+++ RECORDS +++

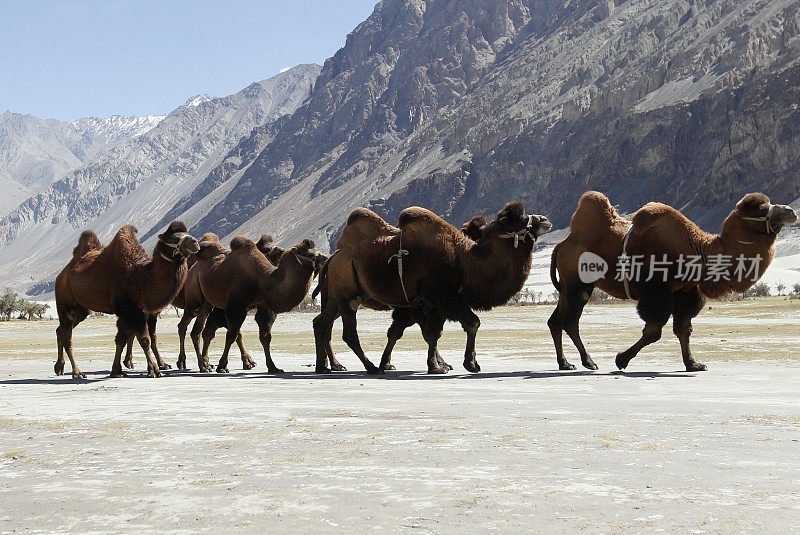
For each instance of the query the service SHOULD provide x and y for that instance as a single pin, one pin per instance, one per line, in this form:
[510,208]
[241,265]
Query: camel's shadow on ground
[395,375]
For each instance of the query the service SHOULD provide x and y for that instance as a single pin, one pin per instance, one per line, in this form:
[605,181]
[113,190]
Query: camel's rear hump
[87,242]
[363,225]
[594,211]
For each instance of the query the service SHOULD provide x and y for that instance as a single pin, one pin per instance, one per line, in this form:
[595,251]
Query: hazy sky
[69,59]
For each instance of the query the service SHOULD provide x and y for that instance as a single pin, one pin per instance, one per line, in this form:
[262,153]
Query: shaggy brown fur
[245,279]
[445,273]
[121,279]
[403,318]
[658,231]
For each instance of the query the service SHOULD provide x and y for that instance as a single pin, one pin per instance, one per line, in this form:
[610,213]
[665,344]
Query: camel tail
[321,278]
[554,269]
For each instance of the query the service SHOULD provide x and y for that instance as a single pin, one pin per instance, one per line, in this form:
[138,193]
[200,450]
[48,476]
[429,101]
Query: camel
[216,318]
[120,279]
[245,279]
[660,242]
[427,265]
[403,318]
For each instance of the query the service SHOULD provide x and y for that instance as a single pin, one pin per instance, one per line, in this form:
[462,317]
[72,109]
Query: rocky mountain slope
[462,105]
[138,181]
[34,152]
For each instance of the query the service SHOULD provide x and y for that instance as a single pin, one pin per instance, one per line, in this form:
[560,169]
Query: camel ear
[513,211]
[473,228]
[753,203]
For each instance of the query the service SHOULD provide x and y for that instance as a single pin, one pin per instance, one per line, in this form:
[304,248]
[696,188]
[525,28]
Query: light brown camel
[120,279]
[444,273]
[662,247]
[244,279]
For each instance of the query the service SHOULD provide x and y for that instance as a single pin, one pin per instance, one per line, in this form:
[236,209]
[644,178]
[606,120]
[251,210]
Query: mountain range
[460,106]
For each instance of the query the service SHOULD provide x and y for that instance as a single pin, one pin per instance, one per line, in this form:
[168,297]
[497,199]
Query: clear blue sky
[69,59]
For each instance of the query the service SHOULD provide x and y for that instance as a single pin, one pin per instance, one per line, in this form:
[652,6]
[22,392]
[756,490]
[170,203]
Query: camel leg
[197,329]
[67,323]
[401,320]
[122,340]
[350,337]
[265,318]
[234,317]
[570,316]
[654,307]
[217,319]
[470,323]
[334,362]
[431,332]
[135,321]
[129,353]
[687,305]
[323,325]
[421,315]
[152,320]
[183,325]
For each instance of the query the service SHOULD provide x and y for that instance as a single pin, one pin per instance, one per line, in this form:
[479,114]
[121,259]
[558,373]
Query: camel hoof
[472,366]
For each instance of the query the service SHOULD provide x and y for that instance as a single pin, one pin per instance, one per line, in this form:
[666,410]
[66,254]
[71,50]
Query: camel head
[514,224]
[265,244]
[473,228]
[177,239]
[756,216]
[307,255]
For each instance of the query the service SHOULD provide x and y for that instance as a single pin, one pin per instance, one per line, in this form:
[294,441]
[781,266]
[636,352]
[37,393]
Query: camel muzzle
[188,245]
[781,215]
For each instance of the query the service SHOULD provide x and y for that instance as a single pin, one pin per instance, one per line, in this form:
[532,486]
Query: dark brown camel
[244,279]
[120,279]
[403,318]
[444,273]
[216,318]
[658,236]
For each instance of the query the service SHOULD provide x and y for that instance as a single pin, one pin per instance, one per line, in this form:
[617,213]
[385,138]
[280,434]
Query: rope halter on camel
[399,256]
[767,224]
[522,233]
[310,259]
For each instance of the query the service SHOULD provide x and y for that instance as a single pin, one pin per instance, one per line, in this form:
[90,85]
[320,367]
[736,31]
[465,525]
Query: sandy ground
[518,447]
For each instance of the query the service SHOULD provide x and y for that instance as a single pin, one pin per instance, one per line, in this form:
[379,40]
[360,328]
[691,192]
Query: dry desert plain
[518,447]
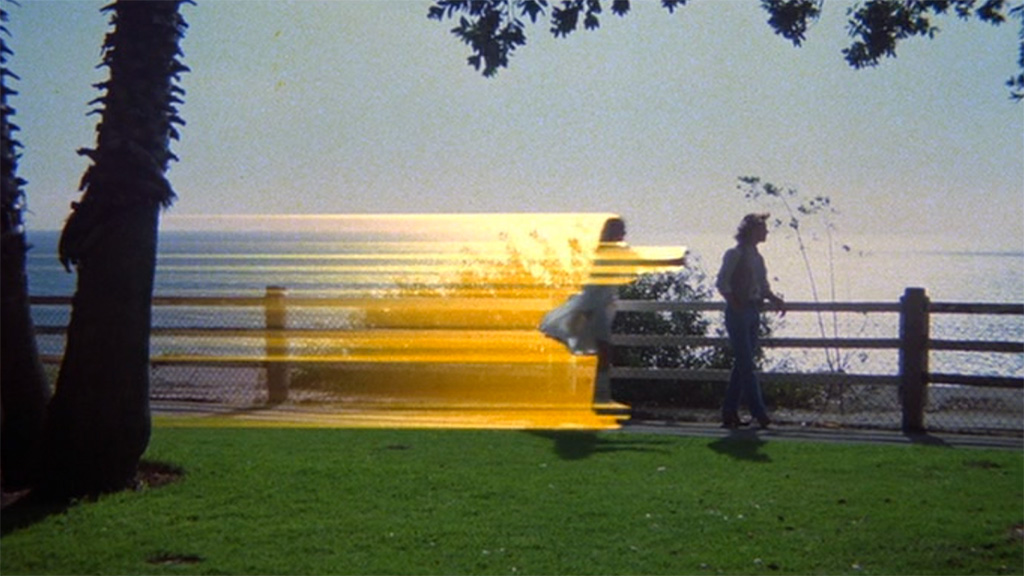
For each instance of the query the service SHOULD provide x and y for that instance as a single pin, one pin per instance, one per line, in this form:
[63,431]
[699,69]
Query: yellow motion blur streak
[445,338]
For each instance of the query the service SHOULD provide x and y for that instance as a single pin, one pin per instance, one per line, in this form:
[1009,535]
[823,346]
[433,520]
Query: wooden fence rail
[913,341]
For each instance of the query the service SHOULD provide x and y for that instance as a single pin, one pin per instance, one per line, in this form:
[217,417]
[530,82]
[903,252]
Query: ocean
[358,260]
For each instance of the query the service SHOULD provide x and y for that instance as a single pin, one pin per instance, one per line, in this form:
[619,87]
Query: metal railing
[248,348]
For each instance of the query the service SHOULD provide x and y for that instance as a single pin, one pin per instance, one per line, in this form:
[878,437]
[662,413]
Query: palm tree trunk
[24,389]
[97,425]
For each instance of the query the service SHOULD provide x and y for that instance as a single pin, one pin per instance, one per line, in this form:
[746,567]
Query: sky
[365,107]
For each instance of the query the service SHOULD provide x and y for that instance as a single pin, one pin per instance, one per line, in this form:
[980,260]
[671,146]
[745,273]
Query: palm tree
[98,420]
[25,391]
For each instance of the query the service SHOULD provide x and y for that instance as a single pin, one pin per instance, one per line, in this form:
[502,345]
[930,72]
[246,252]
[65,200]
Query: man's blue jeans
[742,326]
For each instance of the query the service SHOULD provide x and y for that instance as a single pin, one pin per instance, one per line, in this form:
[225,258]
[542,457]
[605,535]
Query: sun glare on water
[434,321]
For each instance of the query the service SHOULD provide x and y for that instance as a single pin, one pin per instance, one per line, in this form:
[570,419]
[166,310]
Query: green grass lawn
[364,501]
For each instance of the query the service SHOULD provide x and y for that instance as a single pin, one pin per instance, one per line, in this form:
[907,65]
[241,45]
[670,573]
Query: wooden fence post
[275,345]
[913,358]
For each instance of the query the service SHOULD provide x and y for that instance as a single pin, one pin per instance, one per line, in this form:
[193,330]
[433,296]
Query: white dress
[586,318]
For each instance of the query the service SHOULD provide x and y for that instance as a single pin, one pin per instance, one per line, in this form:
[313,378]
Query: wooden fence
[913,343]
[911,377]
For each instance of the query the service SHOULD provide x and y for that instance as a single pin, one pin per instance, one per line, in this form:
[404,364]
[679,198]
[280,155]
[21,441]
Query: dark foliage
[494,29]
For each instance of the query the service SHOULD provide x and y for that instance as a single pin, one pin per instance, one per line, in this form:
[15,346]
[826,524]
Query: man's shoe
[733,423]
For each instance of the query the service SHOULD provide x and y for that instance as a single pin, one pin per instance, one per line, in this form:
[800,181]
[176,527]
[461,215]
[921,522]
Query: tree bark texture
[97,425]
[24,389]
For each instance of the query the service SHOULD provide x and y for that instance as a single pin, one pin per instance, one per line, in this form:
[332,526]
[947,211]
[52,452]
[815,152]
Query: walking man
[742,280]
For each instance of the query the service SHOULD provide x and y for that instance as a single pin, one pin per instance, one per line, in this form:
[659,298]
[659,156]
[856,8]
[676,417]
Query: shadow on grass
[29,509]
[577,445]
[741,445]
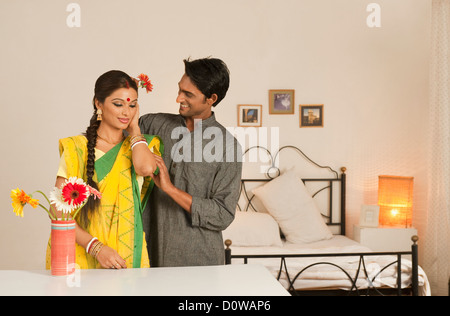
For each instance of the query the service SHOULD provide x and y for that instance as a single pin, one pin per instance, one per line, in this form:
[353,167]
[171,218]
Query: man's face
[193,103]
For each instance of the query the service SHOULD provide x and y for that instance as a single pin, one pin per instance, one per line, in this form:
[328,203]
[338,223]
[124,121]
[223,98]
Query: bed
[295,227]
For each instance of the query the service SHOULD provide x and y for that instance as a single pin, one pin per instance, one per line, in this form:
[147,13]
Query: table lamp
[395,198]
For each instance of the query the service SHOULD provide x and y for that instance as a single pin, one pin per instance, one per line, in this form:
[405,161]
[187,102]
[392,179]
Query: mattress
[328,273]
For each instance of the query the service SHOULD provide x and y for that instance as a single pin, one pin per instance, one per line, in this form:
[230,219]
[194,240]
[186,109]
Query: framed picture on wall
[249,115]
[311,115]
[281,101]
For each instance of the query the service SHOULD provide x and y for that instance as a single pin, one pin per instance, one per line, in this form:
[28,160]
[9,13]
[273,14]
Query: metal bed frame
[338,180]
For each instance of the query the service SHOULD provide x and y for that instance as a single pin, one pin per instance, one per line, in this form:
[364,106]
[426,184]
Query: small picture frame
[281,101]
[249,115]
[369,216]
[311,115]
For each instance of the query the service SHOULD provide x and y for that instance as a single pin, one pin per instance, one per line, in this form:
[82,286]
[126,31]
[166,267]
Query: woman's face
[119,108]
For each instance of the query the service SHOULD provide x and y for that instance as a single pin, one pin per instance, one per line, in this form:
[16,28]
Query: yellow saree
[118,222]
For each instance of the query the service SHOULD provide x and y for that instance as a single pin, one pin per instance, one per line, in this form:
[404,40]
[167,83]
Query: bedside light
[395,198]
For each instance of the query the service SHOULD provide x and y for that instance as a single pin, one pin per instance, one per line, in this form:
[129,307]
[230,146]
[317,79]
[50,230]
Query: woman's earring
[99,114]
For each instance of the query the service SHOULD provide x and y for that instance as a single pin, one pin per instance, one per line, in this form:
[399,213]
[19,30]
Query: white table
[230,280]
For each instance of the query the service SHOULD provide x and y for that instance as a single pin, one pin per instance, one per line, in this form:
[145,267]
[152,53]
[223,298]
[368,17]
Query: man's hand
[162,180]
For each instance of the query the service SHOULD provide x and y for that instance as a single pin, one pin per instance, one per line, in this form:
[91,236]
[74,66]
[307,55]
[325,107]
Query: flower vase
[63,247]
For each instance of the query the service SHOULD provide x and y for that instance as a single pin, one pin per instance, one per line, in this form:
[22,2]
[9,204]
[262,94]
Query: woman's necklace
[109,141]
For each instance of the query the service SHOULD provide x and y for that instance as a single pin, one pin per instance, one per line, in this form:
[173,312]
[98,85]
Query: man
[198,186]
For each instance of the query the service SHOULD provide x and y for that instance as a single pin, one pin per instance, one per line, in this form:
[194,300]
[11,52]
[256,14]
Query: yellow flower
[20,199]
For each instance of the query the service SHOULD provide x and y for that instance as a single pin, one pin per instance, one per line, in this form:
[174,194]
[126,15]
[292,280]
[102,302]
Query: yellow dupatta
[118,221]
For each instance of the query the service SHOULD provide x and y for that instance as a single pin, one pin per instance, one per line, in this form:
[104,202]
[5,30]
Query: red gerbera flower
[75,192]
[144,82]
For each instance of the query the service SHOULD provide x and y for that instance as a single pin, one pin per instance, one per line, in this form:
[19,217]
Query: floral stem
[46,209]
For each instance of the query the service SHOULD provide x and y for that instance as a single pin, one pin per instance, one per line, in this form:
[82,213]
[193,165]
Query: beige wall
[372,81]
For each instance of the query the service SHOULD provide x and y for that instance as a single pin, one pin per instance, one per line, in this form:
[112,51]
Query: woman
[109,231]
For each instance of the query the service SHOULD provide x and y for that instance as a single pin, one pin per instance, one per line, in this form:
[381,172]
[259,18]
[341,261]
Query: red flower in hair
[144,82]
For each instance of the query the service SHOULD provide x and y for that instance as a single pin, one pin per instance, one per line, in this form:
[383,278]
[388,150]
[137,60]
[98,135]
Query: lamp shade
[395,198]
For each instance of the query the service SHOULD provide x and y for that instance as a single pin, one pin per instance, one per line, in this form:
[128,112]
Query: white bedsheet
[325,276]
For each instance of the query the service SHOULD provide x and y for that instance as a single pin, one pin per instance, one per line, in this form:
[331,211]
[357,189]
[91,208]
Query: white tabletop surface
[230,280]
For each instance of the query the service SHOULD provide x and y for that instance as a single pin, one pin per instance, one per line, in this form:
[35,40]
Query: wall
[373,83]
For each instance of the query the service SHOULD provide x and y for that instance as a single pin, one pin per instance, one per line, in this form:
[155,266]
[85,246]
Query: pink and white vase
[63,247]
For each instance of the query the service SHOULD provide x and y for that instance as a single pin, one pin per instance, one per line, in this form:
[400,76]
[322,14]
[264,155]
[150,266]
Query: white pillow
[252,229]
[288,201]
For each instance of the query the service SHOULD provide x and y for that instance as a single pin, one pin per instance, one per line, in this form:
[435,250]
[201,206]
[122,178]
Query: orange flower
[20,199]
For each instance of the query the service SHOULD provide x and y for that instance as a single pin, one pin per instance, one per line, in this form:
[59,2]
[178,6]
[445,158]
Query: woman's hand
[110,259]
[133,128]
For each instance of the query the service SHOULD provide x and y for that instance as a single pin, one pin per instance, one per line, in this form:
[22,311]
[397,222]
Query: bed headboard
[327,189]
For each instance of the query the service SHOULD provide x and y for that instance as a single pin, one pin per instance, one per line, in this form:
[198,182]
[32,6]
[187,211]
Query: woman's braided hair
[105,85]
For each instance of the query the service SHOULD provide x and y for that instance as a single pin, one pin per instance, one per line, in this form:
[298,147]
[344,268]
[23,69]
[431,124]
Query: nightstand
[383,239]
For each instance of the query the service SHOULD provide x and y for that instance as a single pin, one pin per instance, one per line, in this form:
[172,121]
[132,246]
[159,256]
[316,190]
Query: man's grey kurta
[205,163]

+++

### SHORT PROBLEM
Find each line in the data that contains the word "metal", and copy those lines out in full.

### TASK RESPONSE
Query: metal railing
Query: metal bed frame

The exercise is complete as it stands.